--- Prompt 1 ---
From the passage on health data privacy, retype the part starting with "The new project" and going on through "strong privacy-preservation guarantees.".
--- Prompt 2 ---
In the passage on health data privacy, rewrite the paragraph that begins "The project's next step" as a short list, keeping its main facts.

===== Text passage

The new project is starting by analyzing privacy issues in the statistics released by Singapore's Ministry of Health (MOH). Due to the potential for privacy breaches, MOH currently publishes detailed statistics only for highly dangerous infectious diseases, and only very sketchy information, such as the total numbers of male and female patients in Singapore, for other types of diseases. For instance, one report says that there was exactly one male patient aged 30-39 with relapsed tuberculosis in 2010. The team's goal is to make it possible to publish detailed statistics for all diseases, but with strong privacy-preservation guarantees.
The project's next step will be to investigate ways to re-enable open access to the summary information in dbGaP by making the summary tables differentially private. The researchers will also target other custodians and users of health-related statistics in Singapore. That work is projected to include applications in pharmacoeconomics and in analysis of hospital records to reveal the effectiveness of different treatments for a disease.
Winslett is quick to point out that several fundamental research challenges remain before differentially private analyses will be practical, but she is optimistic that ADSC has advantages that make it an ideal location for this research. In particular, Singapore is unique in its close cooperation among the government, the medical fraternity, and research institutes. This will give the ADSC researchers exceptionally good access to the parties who have a vested interest in broader dissemination of health data summaries. This concerted effort to bring together medical researchers, computer scientists, and medical records could one day enable Singapore to be a world leader in technologies for analyzing sensitive data.
The Advanced Digital Sciences Center (ADSC) is a research center in Singapore for University of Illinois faculty that is funded by Singapore's Agency for Science, Technology and Research (A*STAR) to do research in the areas of interactive digital media and power grid information technology. The new data mining grant is part of a growing portfolio of research funds awarded to ADSC outside of its core A*STAR funding.

==========
===== Recorded data

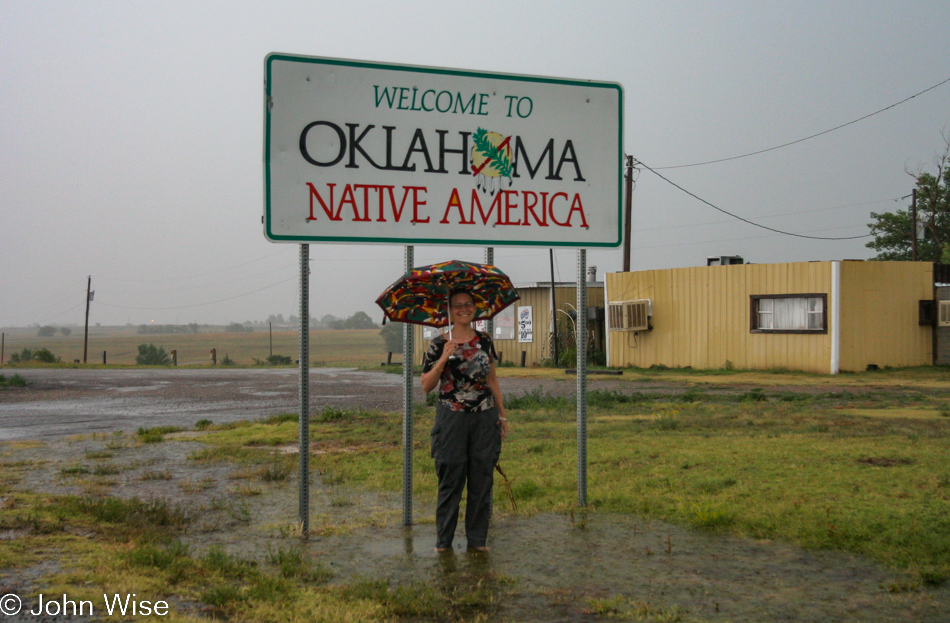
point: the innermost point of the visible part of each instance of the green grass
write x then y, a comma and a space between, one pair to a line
347, 348
866, 473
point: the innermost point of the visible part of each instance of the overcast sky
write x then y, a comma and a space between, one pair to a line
132, 137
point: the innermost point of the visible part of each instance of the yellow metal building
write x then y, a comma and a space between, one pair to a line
824, 317
513, 335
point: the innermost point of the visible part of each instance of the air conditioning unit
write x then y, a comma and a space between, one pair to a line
629, 315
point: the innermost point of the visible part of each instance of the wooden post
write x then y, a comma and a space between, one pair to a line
85, 342
913, 225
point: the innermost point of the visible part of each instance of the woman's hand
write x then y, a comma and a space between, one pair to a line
448, 351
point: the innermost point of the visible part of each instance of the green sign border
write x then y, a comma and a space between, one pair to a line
449, 72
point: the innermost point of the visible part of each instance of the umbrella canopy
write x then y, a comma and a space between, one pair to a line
421, 295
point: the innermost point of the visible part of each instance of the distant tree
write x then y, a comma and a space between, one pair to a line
150, 355
44, 355
359, 320
24, 356
893, 231
392, 336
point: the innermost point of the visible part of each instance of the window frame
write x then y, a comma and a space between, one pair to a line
754, 300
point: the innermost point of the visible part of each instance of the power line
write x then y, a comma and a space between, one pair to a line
802, 140
736, 216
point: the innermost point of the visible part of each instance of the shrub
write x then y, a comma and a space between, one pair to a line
150, 355
45, 356
24, 356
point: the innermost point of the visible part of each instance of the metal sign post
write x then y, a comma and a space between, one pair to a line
365, 152
304, 413
581, 327
407, 335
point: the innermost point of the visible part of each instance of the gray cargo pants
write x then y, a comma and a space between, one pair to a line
466, 447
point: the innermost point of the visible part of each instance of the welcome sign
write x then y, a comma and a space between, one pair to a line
372, 153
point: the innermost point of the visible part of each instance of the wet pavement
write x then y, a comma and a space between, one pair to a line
62, 402
547, 567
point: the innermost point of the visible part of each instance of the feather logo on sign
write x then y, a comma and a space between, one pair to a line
491, 160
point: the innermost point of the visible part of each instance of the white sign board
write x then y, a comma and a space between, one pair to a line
525, 324
373, 153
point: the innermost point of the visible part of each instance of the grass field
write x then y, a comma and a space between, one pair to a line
327, 348
773, 456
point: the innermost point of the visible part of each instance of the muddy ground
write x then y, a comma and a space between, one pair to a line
60, 402
544, 566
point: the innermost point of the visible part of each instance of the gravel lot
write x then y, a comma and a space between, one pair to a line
68, 401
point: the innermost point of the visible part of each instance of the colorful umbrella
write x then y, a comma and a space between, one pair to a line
421, 295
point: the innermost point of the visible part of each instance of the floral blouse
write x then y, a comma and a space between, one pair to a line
463, 385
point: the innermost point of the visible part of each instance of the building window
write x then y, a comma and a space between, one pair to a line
789, 313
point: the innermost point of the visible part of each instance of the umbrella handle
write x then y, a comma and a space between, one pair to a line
448, 307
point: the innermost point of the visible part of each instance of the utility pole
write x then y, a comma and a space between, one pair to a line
913, 229
627, 212
89, 295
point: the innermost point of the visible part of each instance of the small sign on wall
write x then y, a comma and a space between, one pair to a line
525, 324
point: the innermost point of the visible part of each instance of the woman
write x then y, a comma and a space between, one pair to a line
470, 423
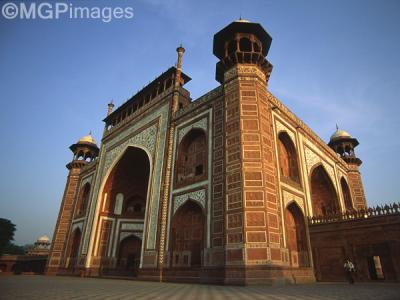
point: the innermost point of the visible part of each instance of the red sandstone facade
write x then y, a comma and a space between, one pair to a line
217, 189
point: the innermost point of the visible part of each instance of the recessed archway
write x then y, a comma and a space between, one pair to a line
73, 248
192, 158
288, 158
129, 253
346, 194
83, 201
296, 237
323, 194
187, 235
125, 195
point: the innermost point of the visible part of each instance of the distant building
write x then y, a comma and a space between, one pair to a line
41, 247
33, 262
227, 188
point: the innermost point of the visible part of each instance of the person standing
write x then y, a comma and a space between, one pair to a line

==========

--- Answer box 1 ---
The new project is starting by analyzing privacy issues in the statistics released by Singapore's Ministry of Health (MOH). Due to the potential for privacy breaches, MOH currently publishes detailed statistics only for highly dangerous infectious diseases, and only very sketchy information, such as the total numbers of male and female patients in Singapore, for other types of diseases. For instance, one report says that there was exactly one male patient aged 30-39 with relapsed tuberculosis in 2010. The team's goal is to make it possible to publish detailed statistics for all diseases, but with strong privacy-preservation guarantees.

--- Answer box 2 ---
- Investigate ways to re-enable open access to the summary information in dbGaP by making the summary tables differentially private.
- Target other custodians and users of health-related statistics in Singapore.
- Include applications in pharmacoeconomics and in analyzing hospital records to reveal how effective different treatments for a disease are.